AUFGABEN ->
- A) Beantworte zum Abschnitt über Blutprodukte und den Herstellerrabatt diese Fragen:
(i) In welcher Zeitschrift und an welchem Datum erschien der genannte Artikel?
(ii) Wer vertritt in diesem Artikel die kritisierte Rechtsauffassung?
(iii) Nach welcher Vorschrift richtet sich laut dem zweiten zitierten Satz der Herstellerrabatt?
- B) Führe den Abschnitt über Blutprodukte und den Herstellerrabatt im Anschluss an seinen letzten Satz weiter.

AUSGEWÄHLTER ABSCHNITT ->
────────────────────
Auch ist die in dem Artikel " Kein Herstellerrabatt bei Blutprodukten" (Deutsche Apotheker Zeitung vom 22.02.2007,
Nr. 8 (Bl. 72 Gerichtsakte) von Rechtsanwalt Dr. K. vertretene Rechtsaufassung nicht überzeugend:
Seine Aussage "Danach unterfallen Blutprodukte [ ...] nicht dem Anwendungsbereich der Arzneimittelpreisverodnung"
ist nach dem oben Ausgeführten in seiner Generalität ebenso wenig haltbar wie "Ist der Vertriebsweg des § 47 Abs. 1
Nr. 2 a AMG eröffnet, bedeutet dies für die Frage des Herstellerrabatts nach § 130 a SGB V, dass der
Anwendungsbereich der Arzneimittelpreisverordnung gemäß § 1 Abs. 3 Nr. 3 AMPreisV nicht eingreift."
────────────────────
GEZEIGTES MATERIAL ->

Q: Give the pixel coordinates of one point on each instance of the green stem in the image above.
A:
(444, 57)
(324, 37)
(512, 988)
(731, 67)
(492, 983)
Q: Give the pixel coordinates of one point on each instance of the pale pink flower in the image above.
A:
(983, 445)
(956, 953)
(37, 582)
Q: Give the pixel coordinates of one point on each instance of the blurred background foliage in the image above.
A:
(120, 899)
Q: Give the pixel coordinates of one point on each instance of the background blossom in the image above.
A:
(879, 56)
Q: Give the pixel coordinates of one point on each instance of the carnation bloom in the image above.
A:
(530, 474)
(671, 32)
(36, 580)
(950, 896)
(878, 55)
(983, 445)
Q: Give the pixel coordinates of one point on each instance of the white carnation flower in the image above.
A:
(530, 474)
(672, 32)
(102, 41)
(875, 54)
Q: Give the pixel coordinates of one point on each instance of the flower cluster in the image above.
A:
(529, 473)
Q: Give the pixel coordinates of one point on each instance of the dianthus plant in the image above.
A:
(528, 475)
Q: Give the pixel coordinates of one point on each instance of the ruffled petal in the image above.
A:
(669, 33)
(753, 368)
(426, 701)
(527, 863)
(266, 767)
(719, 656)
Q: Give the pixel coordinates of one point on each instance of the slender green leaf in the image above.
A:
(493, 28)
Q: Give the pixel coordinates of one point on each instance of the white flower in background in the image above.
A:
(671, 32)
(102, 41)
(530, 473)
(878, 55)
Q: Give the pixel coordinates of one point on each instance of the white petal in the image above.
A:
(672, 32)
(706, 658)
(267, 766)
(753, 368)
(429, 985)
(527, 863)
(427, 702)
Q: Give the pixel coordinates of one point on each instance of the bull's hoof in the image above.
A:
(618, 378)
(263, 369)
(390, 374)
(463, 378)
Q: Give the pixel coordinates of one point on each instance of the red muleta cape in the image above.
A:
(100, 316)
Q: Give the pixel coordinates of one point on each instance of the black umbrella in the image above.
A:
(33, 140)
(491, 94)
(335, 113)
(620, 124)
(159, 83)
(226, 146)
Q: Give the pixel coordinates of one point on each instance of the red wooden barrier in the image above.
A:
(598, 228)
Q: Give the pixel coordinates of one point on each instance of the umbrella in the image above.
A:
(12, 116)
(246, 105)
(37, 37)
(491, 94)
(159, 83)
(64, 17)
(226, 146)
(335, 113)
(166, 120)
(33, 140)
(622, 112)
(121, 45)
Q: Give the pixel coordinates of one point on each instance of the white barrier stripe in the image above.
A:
────────────────────
ANTWORTEN ->
- A)
(i) In der Deutschen Apotheker Zeitung vom 22.02.2007.
(ii) Rechtsanwalt Dr. K.
(iii) Nach § 130 a SGB V.

- B)
Zur Subsumtion des Vertriebs über die Apotheke unter den Wortlaut des § 1 Abs. 3 AMPreisV führt K. aus: "Dabei ist
nach dem ausdrücklichen Wortlaut auch der Vertriebsweg über öffentliche Apotheken umfasst, auch wenn bei
alleiniger Betrachtung der Nr. 3 von § 1 Abs. 3 AMPreisV nur der Vertriebsweg an Krankenhäuser und Ärzte (§ 47
Abs. 1 Nr. 2 AMG) ausdrücklich geregelt ist. Mit dem einleitenden Satzteil "Ausgenommen sind die Preisspannen und
Preise der Apotheken ( )" werden die Apotheken jedoch explizit erwähnt, so dass es keinen Grund dafür gibt, warum
die Arzneimittelpreisverordnung bei dem Vertrieb über öffentliche Apotheken dann doch Anwendung finden soll."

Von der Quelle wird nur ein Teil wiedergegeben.